WHAT NEEDS TO BE DONE:
The output should consist solely of the lines running from the one that contains "glove. Return only the coordinates." through the end of the records below, copied exactly.

[Records contained in a dataset]
----

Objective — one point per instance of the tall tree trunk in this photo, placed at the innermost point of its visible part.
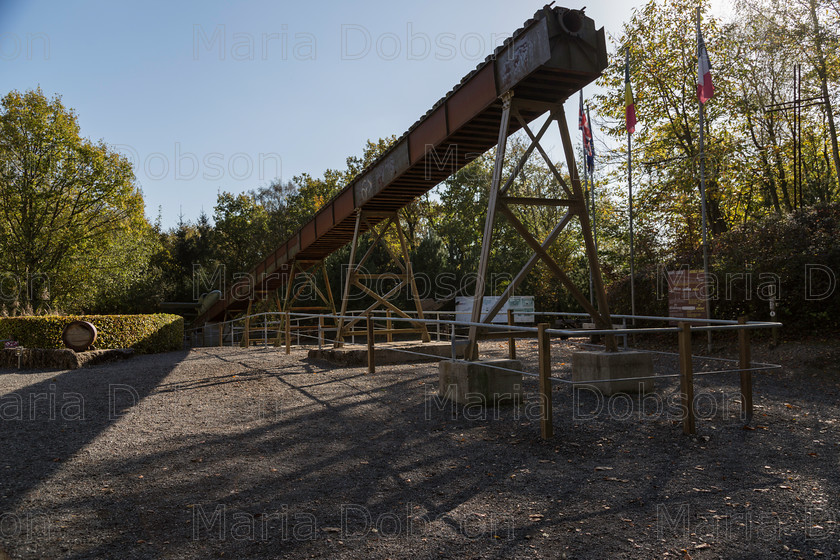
(822, 72)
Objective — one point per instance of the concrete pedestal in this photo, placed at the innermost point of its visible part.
(479, 383)
(355, 355)
(596, 366)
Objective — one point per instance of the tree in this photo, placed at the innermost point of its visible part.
(65, 202)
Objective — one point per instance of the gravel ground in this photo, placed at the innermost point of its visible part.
(254, 454)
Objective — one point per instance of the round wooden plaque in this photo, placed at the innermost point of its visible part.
(79, 335)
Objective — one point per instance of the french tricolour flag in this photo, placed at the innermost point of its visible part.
(705, 89)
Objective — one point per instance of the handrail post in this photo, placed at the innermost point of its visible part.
(686, 379)
(288, 332)
(745, 360)
(511, 340)
(546, 410)
(371, 357)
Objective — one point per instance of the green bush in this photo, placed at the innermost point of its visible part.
(147, 334)
(781, 248)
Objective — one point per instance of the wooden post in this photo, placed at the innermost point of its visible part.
(686, 379)
(246, 338)
(511, 340)
(745, 360)
(546, 411)
(489, 222)
(288, 324)
(371, 357)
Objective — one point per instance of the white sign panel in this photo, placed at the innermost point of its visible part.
(522, 306)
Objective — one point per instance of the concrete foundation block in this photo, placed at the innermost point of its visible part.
(480, 382)
(597, 366)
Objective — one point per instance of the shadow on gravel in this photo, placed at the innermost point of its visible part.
(350, 465)
(46, 423)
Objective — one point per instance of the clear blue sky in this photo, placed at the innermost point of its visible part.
(292, 90)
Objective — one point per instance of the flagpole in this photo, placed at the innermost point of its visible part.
(592, 180)
(630, 205)
(586, 189)
(703, 194)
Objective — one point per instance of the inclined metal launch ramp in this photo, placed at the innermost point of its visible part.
(550, 58)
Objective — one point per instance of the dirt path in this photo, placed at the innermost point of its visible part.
(253, 454)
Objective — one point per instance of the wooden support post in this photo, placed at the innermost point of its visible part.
(348, 281)
(745, 360)
(246, 338)
(288, 324)
(686, 379)
(511, 340)
(489, 222)
(371, 356)
(546, 409)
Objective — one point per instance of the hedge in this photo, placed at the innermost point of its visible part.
(146, 334)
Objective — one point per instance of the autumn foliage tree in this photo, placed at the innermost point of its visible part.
(67, 204)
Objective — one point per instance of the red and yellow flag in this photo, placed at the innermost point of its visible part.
(629, 103)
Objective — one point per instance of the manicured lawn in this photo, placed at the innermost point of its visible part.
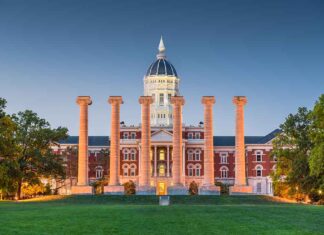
(142, 215)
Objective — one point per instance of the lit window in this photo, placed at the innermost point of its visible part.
(190, 170)
(258, 170)
(197, 135)
(258, 156)
(161, 170)
(133, 170)
(223, 158)
(161, 99)
(224, 172)
(99, 172)
(198, 170)
(162, 154)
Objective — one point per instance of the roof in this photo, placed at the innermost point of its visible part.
(161, 67)
(218, 140)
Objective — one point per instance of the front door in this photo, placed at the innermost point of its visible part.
(161, 188)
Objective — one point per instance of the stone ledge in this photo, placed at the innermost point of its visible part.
(145, 190)
(114, 190)
(209, 190)
(82, 190)
(241, 190)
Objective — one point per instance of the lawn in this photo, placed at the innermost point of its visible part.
(142, 215)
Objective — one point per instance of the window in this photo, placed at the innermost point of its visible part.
(258, 169)
(125, 170)
(133, 155)
(190, 170)
(190, 155)
(133, 170)
(224, 172)
(161, 99)
(197, 135)
(259, 188)
(161, 170)
(99, 172)
(258, 156)
(161, 154)
(198, 170)
(197, 155)
(223, 158)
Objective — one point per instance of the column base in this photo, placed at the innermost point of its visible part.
(241, 190)
(178, 190)
(209, 190)
(82, 190)
(114, 190)
(145, 190)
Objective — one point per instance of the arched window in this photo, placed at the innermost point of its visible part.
(258, 170)
(190, 170)
(99, 172)
(161, 154)
(224, 172)
(198, 170)
(133, 155)
(161, 170)
(190, 155)
(125, 169)
(197, 155)
(133, 170)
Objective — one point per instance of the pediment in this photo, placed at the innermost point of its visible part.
(161, 136)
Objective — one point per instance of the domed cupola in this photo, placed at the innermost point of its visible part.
(161, 67)
(161, 82)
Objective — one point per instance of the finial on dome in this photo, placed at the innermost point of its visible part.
(161, 54)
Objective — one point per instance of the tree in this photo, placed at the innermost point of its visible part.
(298, 151)
(34, 157)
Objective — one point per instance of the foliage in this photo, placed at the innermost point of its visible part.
(129, 188)
(298, 150)
(25, 150)
(193, 188)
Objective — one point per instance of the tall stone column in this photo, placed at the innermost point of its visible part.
(240, 184)
(208, 187)
(114, 184)
(177, 187)
(144, 176)
(83, 182)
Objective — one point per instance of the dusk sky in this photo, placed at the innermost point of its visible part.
(270, 51)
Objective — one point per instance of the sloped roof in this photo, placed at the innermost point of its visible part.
(218, 140)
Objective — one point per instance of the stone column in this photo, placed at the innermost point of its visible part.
(208, 187)
(240, 184)
(144, 176)
(114, 184)
(82, 185)
(177, 187)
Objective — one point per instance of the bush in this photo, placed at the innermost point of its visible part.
(129, 188)
(193, 188)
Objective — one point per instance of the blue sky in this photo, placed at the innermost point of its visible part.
(270, 51)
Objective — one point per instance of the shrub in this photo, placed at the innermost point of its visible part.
(193, 188)
(129, 188)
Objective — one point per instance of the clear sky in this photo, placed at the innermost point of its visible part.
(270, 51)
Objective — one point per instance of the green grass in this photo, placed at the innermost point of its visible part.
(142, 215)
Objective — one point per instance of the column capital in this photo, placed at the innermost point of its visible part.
(115, 100)
(239, 100)
(208, 100)
(84, 100)
(145, 100)
(177, 100)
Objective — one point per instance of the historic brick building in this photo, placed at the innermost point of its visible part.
(162, 155)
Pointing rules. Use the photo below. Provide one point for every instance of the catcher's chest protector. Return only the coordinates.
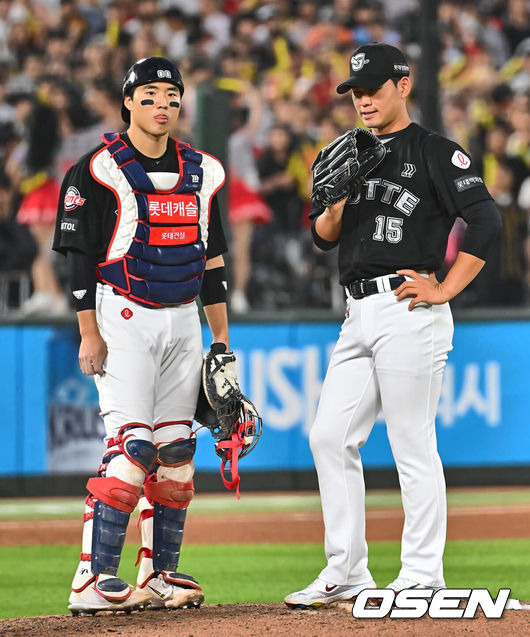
(157, 253)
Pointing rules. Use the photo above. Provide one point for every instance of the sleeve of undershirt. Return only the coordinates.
(483, 227)
(82, 280)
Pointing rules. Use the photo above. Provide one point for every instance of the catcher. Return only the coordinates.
(139, 222)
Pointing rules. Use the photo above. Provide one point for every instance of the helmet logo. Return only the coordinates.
(358, 61)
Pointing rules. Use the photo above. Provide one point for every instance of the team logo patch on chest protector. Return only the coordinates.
(157, 253)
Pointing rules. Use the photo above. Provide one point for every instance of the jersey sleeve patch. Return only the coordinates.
(460, 160)
(73, 199)
(467, 181)
(69, 224)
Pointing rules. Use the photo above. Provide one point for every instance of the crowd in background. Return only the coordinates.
(61, 67)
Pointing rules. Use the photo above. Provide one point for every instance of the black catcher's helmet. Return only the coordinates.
(149, 70)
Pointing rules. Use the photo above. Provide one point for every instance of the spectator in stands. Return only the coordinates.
(504, 280)
(31, 167)
(246, 206)
(17, 246)
(496, 154)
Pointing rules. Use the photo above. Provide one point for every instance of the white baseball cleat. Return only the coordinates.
(106, 594)
(172, 590)
(319, 593)
(403, 583)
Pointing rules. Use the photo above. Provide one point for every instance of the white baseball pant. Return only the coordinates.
(391, 358)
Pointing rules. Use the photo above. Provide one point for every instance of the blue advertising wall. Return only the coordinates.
(51, 422)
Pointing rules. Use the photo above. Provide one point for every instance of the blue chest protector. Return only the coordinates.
(157, 255)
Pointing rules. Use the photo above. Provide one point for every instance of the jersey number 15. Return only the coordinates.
(389, 228)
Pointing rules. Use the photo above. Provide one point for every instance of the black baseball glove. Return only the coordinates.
(232, 410)
(340, 168)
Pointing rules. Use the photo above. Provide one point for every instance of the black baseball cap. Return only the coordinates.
(372, 65)
(145, 71)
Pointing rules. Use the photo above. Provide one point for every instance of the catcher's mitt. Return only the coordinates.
(340, 168)
(237, 424)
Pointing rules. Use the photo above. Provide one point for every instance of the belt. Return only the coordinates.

----

PROBLEM SOLUTION:
Pointing rules. Use the photo above. Provide one point for every instance of the black baseball glove. Return only the coordinates.
(232, 410)
(340, 168)
Pointing rules. Use the photo above. Provide one point for every instance of the black baseball cap. Return only the coordinates.
(372, 65)
(145, 71)
Pointing rules. Use the photo above. Provide one point for every instance of the catcher's mitt. Return only the coordinates.
(340, 168)
(237, 424)
Pointing rules. Use the photo above. Provide one point for every instance of the belt. Return only the coordinates.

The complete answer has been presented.